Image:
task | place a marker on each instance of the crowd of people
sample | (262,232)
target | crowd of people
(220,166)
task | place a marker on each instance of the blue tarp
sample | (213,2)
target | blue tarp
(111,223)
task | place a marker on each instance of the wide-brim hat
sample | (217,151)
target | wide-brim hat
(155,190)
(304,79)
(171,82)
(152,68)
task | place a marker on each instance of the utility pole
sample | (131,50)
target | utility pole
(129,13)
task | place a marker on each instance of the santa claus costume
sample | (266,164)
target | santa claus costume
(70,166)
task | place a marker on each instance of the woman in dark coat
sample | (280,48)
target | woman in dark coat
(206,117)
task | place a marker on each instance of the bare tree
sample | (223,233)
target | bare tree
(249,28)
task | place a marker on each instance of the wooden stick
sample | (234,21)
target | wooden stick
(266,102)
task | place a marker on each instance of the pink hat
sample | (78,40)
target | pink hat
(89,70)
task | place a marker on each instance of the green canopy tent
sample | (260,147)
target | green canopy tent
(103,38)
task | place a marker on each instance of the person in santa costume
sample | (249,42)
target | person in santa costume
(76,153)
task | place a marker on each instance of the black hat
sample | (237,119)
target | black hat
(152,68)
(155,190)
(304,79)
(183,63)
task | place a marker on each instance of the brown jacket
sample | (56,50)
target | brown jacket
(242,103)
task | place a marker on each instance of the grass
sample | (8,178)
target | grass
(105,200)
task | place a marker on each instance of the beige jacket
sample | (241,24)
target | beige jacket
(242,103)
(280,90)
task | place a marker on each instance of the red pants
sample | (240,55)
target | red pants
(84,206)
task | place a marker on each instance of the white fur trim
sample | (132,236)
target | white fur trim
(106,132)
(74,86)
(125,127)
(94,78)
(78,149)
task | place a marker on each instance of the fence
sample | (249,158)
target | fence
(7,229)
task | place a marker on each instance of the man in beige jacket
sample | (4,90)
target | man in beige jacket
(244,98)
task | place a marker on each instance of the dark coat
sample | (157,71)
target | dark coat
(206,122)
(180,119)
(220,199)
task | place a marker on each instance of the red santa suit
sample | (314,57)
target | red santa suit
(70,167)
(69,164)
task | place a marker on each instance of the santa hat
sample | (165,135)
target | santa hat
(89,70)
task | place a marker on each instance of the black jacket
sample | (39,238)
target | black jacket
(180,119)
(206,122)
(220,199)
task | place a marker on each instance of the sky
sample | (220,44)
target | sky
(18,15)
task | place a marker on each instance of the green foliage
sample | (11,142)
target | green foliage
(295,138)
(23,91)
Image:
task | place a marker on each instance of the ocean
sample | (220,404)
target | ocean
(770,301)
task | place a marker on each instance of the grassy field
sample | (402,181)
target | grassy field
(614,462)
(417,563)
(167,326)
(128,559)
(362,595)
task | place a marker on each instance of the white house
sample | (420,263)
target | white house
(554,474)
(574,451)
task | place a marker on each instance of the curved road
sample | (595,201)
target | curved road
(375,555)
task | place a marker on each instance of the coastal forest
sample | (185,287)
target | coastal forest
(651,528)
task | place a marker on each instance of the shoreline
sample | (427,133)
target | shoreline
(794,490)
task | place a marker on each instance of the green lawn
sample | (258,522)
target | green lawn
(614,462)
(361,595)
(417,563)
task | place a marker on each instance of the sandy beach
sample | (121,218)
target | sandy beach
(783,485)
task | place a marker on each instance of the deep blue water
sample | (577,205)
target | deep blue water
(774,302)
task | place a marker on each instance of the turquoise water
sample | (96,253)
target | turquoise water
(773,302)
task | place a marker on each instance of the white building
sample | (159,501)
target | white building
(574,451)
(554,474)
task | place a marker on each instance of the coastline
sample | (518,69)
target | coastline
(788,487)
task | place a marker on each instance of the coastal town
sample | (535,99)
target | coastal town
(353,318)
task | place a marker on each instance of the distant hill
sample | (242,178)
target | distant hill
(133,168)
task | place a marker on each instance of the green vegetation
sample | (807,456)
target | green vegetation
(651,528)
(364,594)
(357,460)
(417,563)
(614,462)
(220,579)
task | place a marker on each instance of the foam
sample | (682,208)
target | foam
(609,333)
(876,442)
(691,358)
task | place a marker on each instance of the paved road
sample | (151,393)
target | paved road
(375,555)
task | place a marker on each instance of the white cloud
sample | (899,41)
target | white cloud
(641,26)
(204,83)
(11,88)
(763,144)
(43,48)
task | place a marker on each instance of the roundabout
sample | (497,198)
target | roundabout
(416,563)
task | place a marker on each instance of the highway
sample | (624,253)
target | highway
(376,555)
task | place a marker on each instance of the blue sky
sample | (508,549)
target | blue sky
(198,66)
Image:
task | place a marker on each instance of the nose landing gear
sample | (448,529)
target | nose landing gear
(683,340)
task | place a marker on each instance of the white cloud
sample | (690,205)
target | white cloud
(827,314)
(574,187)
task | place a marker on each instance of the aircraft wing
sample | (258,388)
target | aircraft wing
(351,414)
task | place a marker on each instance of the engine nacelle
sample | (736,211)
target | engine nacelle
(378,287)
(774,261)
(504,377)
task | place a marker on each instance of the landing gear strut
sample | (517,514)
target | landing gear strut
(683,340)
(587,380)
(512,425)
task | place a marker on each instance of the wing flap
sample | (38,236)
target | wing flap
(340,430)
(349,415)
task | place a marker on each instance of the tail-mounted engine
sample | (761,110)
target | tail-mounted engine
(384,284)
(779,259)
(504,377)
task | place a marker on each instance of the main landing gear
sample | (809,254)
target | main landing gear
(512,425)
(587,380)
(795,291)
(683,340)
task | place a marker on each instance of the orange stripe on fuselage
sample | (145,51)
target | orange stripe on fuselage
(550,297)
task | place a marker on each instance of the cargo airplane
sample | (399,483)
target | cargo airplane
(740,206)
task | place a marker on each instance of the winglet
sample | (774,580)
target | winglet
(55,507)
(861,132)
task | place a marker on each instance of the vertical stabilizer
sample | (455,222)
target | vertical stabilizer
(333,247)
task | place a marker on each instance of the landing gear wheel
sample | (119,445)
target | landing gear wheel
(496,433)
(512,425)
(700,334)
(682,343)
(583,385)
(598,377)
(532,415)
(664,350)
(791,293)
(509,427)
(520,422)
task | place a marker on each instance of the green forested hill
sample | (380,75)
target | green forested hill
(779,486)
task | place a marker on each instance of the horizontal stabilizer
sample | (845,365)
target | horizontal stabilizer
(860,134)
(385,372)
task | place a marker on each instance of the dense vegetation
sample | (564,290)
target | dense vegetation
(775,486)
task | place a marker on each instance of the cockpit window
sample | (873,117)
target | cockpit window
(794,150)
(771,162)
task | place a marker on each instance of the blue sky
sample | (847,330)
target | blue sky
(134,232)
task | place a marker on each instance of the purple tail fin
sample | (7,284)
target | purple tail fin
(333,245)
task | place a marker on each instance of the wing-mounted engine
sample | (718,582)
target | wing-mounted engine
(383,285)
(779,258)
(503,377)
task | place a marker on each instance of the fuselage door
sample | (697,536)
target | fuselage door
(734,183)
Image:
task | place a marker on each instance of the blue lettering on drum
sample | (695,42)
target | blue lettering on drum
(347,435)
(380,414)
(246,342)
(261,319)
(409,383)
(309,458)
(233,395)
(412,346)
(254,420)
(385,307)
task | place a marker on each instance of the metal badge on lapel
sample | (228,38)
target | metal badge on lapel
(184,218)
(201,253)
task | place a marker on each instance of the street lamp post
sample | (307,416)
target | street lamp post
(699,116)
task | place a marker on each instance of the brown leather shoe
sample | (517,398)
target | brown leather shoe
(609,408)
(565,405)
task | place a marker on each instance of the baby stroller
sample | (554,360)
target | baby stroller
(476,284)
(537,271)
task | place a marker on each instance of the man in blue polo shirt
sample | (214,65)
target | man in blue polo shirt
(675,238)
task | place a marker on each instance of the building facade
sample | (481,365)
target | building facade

*****

**Work instructions**: Would you reproduce the material above in full, exactly as given?

**Finished exercise**:
Image:
task | place a marker on each instance of the crowd of people
sample | (262,232)
target | crowd of people
(220,166)
task | place a marker on each instance of the blue tarp
sample | (213,2)
target | blue tarp
(111,223)
task | place a marker on each instance of the wide-brim hat
sample | (217,151)
target | wide-brim hat
(155,190)
(304,79)
(171,82)
(152,68)
task | place a marker on each instance of the utility pole
sample | (131,50)
target | utility pole
(129,13)
task | place a marker on each instance of the santa claus costume
sample | (266,164)
target | santa claus costume
(70,166)
task | place a marker on each instance of the woman in dark coat
sample | (280,48)
target | woman in dark coat
(206,117)
task | place a marker on each instance of the bare tree
sample | (223,233)
target | bare tree
(249,28)
task | place a marker on each instance of the wooden stick
sample | (234,21)
target | wooden stick
(266,102)
task | place a marker on each instance of the pink hat
sample | (78,40)
target | pink hat
(89,70)
task | place a marker on each instance of the green canopy tent
sample | (260,147)
target | green canopy tent
(103,38)
task | place a marker on each instance of the person in santa costume
sample | (249,42)
target | person in santa costume
(76,153)
task | place a marker on each instance of the black hat
sample | (237,119)
target | black hat
(152,68)
(155,190)
(304,79)
(183,63)
task | place a marker on each instance of the brown jacket
sample | (56,50)
target | brown jacket
(242,103)
task | place a marker on each instance of the grass
sample | (8,178)
target | grass
(105,200)
task | place a marker on each instance of the beige jacket
sample | (241,24)
target | beige jacket
(242,103)
(280,90)
task | place a marker on each instance of the red pants
sample | (240,55)
target | red pants
(84,206)
task | place a marker on each instance of the white fur trim
sample | (132,236)
target | white fur trim
(106,132)
(74,86)
(125,127)
(94,78)
(78,149)
task | place a marker on each instance of the fence
sample | (249,158)
target | fence
(7,229)
task | place a marker on each instance of the man in beige jacket
sample | (4,90)
target | man in beige jacket
(244,98)
task | place a marker on each instance of the dark coat
sample | (157,71)
target | dark coat
(206,122)
(180,119)
(220,199)
task | place a marker on each instance of the red santa suit
sample | (314,57)
target | red santa suit
(70,167)
(69,164)
task | place a marker on each instance of the santa hat
sample | (165,135)
target | santa hat
(89,70)
task | place a marker on each instance of the black jacket
sample | (39,238)
target | black jacket
(180,119)
(206,122)
(220,199)
task | place a marker on each instance of the sky
sample | (220,44)
target | sky
(18,15)
task | place a marker on each instance of the green foliage
sample | (11,142)
target | green foliage
(295,138)
(23,91)
Image:
task | place a marker on each instance of the ocean
sample | (220,404)
target | ocean
(770,301)
task | place a marker on each instance of the grassy field
sample | (402,181)
target | grassy field
(614,462)
(417,563)
(167,326)
(128,559)
(362,595)
task | place a marker on each instance of the white house
sample | (420,263)
target | white house
(554,474)
(574,451)
task | place a marker on each instance of the curved road
sample | (595,201)
target | curved road
(375,555)
task | place a marker on each instance of the coastal forest
sample | (185,287)
target | coastal forest
(651,528)
task | place a marker on each instance of the shoreline
sample | (427,133)
target | shoreline
(794,490)
task | place a marker on each instance of the green lawn
sample | (258,522)
target | green lawn
(614,462)
(361,595)
(417,563)
task | place a marker on each instance of the sandy beach
sample | (121,218)
target | sandy beach
(783,485)
task | place a marker on each instance of the deep blue water
sample | (577,205)
target | deep blue water
(774,302)
task | place a marker on each instance of the turquoise water
sample | (96,253)
target | turquoise water
(773,302)
task | place a marker on each instance of the white building
sample | (159,501)
target | white building
(574,451)
(554,474)
task | place a marker on each instance of the coastline
sample | (518,69)
target | coastline
(788,487)
task | place a marker on each instance of the coastal town
sample | (535,99)
target | coastal town
(353,318)
task | place a marker on each instance of the distant hill
sample | (242,178)
target | distant hill
(133,168)
task | place a marker on each instance of the green vegetation
sample | (807,456)
target | green vegetation
(651,528)
(364,594)
(357,460)
(417,563)
(614,462)
(220,579)
task | place a marker on each instance of the foam
sample | (682,208)
target | foam
(609,333)
(876,442)
(691,358)
task | place a marker on each instance of the paved road
sample | (151,393)
target | paved road
(375,555)
task | place a marker on each instance of the white cloud
sample | (899,41)
target | white cloud
(641,26)
(204,83)
(11,88)
(763,144)
(43,48)
task | place a marker on each instance of the roundabout
sample | (497,198)
target | roundabout
(416,563)
task | place a marker on each instance of the highway
sample | (624,253)
target | highway
(376,555)
task | place a marker on each instance of the blue sky
sample | (508,549)
target | blue sky
(198,66)
Image:
task | place a marker on each instance of the nose landing gear
sample | (448,529)
target | nose landing gear
(683,340)
task | place a marker on each instance of the white cloud
sample | (690,205)
target | white cloud
(827,314)
(574,187)
task | place a marker on each instance of the aircraft wing
sample | (258,388)
target | aircraft wing
(351,414)
task | place a marker on each instance of the engine nacelle
sample | (736,211)
target | engine nacelle
(378,287)
(774,261)
(504,377)
task | place a marker on each instance of the landing gear strut
sample | (517,514)
target | landing gear strut
(683,340)
(587,380)
(512,425)
task | place a marker on each instance of the wing flap
sample | (38,236)
target | wing flap
(340,430)
(349,415)
task | place a marker on each instance of the tail-mounted engine
sample | (761,110)
target | tail-mounted engine
(384,284)
(779,259)
(504,377)
task | place a marker on each instance of the main landing gear
sample | (809,254)
target | main landing gear
(512,425)
(587,380)
(795,291)
(683,340)
task | place a marker on each instance of the orange stripe on fuselage
sample | (145,51)
target | orange stripe on fuselage
(550,297)
task | place a marker on each instance of the cargo airplane
sample | (399,483)
target | cargo airplane
(740,206)
task | place a marker on each instance of the winglet
sample | (774,580)
target | winglet
(55,507)
(861,132)
task | place a marker on each instance of the vertical stabilizer
sample | (455,222)
target | vertical stabilizer
(333,247)
task | place a marker on each instance of the landing gear wheel
sample | (119,445)
target | landing gear wheel
(496,433)
(512,425)
(700,334)
(682,343)
(583,385)
(598,377)
(532,415)
(664,350)
(791,293)
(509,427)
(520,422)
task | place a marker on each instance of the green forested hill
sample | (380,75)
target | green forested hill
(779,486)
task | place a marker on each instance of the horizontal stabilizer
sample | (845,365)
target | horizontal stabilizer
(860,134)
(385,372)
task | place a marker on each instance of the dense vegetation
sample | (564,290)
target | dense vegetation
(775,486)
task | place a marker on each instance of the cockpit window
sample | (873,117)
target | cockpit window
(794,150)
(771,162)
task | place a marker on each instance of the blue sky
sample | (847,330)
target | blue sky
(134,232)
task | place a marker on each instance of the purple tail fin
sample | (7,284)
target | purple tail fin
(333,245)
task | place a marker on each instance of the wing-mounted engine
sample | (718,582)
target | wing-mounted engine
(383,285)
(779,258)
(503,377)
task | place a marker on each instance of the fuselage door
sample | (697,536)
target | fuselage door
(734,183)
Image:
task | place a marker on each instance of the blue lettering on drum
sample | (695,42)
target | blue lettering on drum
(347,435)
(380,414)
(246,342)
(261,319)
(409,383)
(309,458)
(233,395)
(412,346)
(254,420)
(385,307)
task | place a marker on each instance of the metal badge on lapel
sample | (228,38)
target | metal badge on lapel
(184,218)
(201,253)
task | place a marker on each instance of the street lamp post
sample | (307,416)
target | street lamp post
(699,116)
task | place a marker on each instance of the brown leather shoe
sample | (517,398)
target | brown leather shoe
(609,408)
(565,405)
task | place a marker on each instance of the baby stroller
sample | (554,360)
target | baby stroller
(476,284)
(537,271)
task | place a marker on each instance of the man in blue polo shirt
sample | (214,65)
target | man in blue polo shirt
(675,238)
task | place a marker on each instance of the building facade
sample | (481,365)
target | building facade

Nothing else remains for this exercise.